[Data items]
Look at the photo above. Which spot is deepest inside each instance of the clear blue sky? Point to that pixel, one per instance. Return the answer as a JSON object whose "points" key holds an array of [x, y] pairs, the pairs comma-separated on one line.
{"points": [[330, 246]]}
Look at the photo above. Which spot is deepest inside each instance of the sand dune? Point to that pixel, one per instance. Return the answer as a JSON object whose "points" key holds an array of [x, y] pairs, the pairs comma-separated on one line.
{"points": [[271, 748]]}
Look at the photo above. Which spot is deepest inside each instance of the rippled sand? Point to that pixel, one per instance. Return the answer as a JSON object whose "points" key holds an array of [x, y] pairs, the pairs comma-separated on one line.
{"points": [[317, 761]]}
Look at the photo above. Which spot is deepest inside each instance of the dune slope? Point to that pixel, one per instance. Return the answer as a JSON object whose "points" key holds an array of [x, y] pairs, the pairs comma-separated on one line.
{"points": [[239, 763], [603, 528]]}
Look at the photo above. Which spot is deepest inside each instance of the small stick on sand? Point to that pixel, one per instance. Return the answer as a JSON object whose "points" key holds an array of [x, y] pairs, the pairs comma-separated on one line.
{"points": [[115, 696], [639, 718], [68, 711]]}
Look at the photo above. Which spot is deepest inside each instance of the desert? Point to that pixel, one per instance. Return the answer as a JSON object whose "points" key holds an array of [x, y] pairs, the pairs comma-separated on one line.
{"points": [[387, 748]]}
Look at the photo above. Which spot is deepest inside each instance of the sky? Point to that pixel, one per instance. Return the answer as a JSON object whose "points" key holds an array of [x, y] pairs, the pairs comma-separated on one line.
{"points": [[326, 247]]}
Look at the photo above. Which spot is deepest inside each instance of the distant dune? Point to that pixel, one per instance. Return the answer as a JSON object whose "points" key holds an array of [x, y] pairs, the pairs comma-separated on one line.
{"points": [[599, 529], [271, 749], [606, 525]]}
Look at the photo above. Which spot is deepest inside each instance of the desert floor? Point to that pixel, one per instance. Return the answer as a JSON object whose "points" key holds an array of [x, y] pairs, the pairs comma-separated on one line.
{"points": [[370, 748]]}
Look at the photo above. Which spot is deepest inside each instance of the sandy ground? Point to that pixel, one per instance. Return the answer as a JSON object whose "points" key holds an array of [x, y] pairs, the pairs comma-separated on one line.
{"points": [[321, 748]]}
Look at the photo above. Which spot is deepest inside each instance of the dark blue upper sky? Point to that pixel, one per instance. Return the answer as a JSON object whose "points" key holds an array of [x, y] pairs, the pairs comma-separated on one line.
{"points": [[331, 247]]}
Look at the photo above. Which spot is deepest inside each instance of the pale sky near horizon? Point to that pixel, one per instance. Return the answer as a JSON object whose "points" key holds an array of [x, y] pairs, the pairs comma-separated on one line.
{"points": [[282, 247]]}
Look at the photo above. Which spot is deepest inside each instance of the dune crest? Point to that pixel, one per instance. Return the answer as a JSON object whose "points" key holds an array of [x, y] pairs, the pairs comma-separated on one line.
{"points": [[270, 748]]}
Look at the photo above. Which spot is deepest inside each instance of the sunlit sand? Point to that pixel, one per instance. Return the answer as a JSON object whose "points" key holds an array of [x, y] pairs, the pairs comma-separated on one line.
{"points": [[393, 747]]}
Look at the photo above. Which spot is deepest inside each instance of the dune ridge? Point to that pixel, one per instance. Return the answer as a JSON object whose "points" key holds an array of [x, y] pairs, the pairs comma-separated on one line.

◆ **DESCRIPTION OF THE TASK**
None of the records may be omitted or altered when they are given again.

◆ **EXERCISE RESPONSE**
Look at the photo above. Which spot is deepest inside each instance of the clear blue sky? Point to that pixel, one per instance. Return the answer as a JSON object whose "points" key holds an array of [x, y] pairs, the pairs comma-separated on one line.
{"points": [[330, 246]]}
Look at the photo above. Which spot is deepest inside each instance of the sand dune? Point to that pixel, one per instance. Return the answer as a JSON object whose "points" key holds an array of [x, y] pairs, the pairs comma-separated on one line.
{"points": [[271, 748]]}
Look at the photo above. Which spot is deepest inside each instance of the rippled sand? Point to that pixel, one per instance. Return the answer as a JSON object whose "points" key holds an array of [x, y] pairs, the pairs comma-separated on one line.
{"points": [[317, 761]]}
Look at the photo above. Which spot is deepest inside each instance of the dune slope? Point to that pixel, one per instance. Return the answer as a JSON object whose "points" key holds an array of [x, y] pairs, the pairs comma-separated on one line.
{"points": [[239, 763], [603, 528]]}
Look at the photo above. Which spot is deepest inside each instance of the small stick on sand? Point to that pixel, one per instance. Return the answer as a JSON object whose "points" key holds an array of [x, y] pairs, the pairs comma-separated on one line.
{"points": [[115, 696], [639, 718], [68, 711]]}
Look at the photo above. Which spot is deepest inside each instance of the desert? Point to that pixel, one per instance. Return the answer as a JSON object whose "points" key holds an array of [x, y] pairs, the pairs comma-separated on one line.
{"points": [[387, 748]]}
Look at the photo above. Which spot is deepest inside each instance of the sky? Point to that pixel, one per instance. Return the answer as a JSON object whose "points" key holds an array of [x, y] pairs, the pairs comma-separated on one line.
{"points": [[326, 247]]}
Look at the photo above. Which spot is deepest inside each instance of the distant dune? Point to that pixel, one per instance. Return the answer as a JSON object whose "points" key holds an array of [x, y] pairs, the pairs comma-separated on one line.
{"points": [[599, 529], [271, 749], [606, 525]]}
Look at the photo above. Which spot is deepest inside each instance of the desert floor? Point to that pixel, one per instance. Return the answer as a JSON object whose "points" key holds an array of [x, y] pairs, the pairs comma-separated on one line.
{"points": [[370, 748]]}
Look at the photo above. Which spot is deepest inside each instance of the sandy ground? Point to that pixel, one per instance. Return the answer as a JSON object whose "points" key holds an array of [x, y] pairs, the pairs comma-separated on one line.
{"points": [[321, 748]]}
Look at the photo above. Which spot is deepest inside each instance of the dark blue upper sky? Point to that pixel, one per instance. Return the answer as a JSON object whose "points" key holds an array of [x, y] pairs, the pairs comma-separated on one line.
{"points": [[331, 247]]}
Look at the photo above. Which spot is deepest inside each instance of the pale sky near horizon? Point to that pixel, one per instance. Return the answer as a JSON object whose "points" key holds an array of [x, y] pairs, the pairs comma-separated on one line.
{"points": [[282, 247]]}
Look at the photo above. Which spot is deepest inside each instance of the dune crest? Point to that pixel, one per instance. Return the answer as a JSON object whose "points" key holds an array of [x, y] pairs, the pairs comma-separated on one line.
{"points": [[270, 748]]}
Look at the photo above. Which spot is deepest inside each instance of the sunlit sand? Point to that pixel, one per instance. Return the answer as a JSON object whose "points" key holds an array of [x, y] pairs, the pairs comma-separated on one line.
{"points": [[393, 747]]}
Look at the photo above. Which spot is deepest inside each instance of the dune ridge? Point to that pixel, one per instance. Return the answer as a JSON object whose "points" key holds an array of [x, y] pairs, the pairs comma-separated on one line.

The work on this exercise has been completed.